- **Set problem**
Reproduce the data below verbatim, beginning with its first line and continuing through the line that contains "pixel 462 687", with that line included.

(Dataset rows)
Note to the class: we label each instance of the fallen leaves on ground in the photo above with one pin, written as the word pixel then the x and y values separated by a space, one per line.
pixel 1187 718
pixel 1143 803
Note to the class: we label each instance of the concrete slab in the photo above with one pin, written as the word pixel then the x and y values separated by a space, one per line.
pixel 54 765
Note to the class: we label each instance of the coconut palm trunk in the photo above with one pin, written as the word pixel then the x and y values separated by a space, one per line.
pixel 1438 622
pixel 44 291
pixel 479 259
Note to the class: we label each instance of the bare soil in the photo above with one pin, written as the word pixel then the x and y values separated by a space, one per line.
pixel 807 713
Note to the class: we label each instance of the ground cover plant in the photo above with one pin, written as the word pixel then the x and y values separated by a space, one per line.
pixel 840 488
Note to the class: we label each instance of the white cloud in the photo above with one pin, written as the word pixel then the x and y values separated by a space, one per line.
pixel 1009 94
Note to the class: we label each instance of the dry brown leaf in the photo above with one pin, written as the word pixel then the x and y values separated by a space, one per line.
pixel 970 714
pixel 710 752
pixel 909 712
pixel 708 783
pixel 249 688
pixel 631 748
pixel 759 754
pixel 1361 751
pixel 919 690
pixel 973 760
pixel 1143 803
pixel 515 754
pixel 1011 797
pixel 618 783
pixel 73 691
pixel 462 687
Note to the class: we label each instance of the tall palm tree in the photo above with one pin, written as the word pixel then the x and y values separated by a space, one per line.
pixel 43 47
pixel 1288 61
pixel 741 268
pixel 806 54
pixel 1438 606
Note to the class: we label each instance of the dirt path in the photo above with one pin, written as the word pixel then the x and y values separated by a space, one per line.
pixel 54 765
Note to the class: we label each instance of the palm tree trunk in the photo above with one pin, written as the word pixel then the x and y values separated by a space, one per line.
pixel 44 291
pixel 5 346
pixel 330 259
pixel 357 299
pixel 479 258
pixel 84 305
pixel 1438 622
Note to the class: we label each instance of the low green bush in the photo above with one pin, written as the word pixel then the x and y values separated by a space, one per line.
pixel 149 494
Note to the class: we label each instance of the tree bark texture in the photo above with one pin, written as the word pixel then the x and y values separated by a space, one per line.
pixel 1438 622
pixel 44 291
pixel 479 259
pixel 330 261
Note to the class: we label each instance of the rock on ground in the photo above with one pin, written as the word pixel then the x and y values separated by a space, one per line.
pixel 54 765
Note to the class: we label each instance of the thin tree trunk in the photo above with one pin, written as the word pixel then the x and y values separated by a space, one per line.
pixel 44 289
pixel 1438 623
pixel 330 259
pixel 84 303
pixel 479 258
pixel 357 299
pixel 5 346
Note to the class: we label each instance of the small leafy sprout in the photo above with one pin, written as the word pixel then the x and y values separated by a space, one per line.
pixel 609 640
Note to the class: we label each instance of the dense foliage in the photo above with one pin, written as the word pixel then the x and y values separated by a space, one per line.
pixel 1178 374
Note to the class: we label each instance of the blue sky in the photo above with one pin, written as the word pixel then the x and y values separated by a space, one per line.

- **Full answer**
Note to the class: we label each instance of the fallen leaves on ground in the photo above with one pin, written as the word pixel then the x and y values separated by a space, one per line.
pixel 1187 718
pixel 1143 803
Note to the class: we label each instance of the concrete slab in the photo above with one pin, written as the word pixel then the x and y values separated by a space, one per line.
pixel 54 765
Note to the class: we label each instance of the coconut palm trunk in the photo above with one pin, written as the word pixel then the x and y values separated by a space, one per line.
pixel 1438 622
pixel 44 291
pixel 479 259
Note to the class: we label each instance of the bare soil in the photo above with one pin, written as the word pixel then the x and y values separated by a space, one per line.
pixel 807 713
Note to the class: we label each instance of the ground cover plant in the photo above with one pin, written as the word pixel then the x and y values separated by a space, one per line.
pixel 840 488
Note to the class: we label each instance of the white cloud in the photo above with one pin, written as the word pixel then the x and y values separated by a space, one per line.
pixel 1009 94
Note to the class: we label each instance of the dry brown leaf in the photo above with one pin, written as the word pixel then the x and y values separated by a space, one per line.
pixel 970 714
pixel 710 752
pixel 909 712
pixel 708 783
pixel 249 688
pixel 631 748
pixel 759 754
pixel 1361 751
pixel 919 690
pixel 973 760
pixel 1143 803
pixel 515 754
pixel 1011 797
pixel 618 783
pixel 73 691
pixel 462 687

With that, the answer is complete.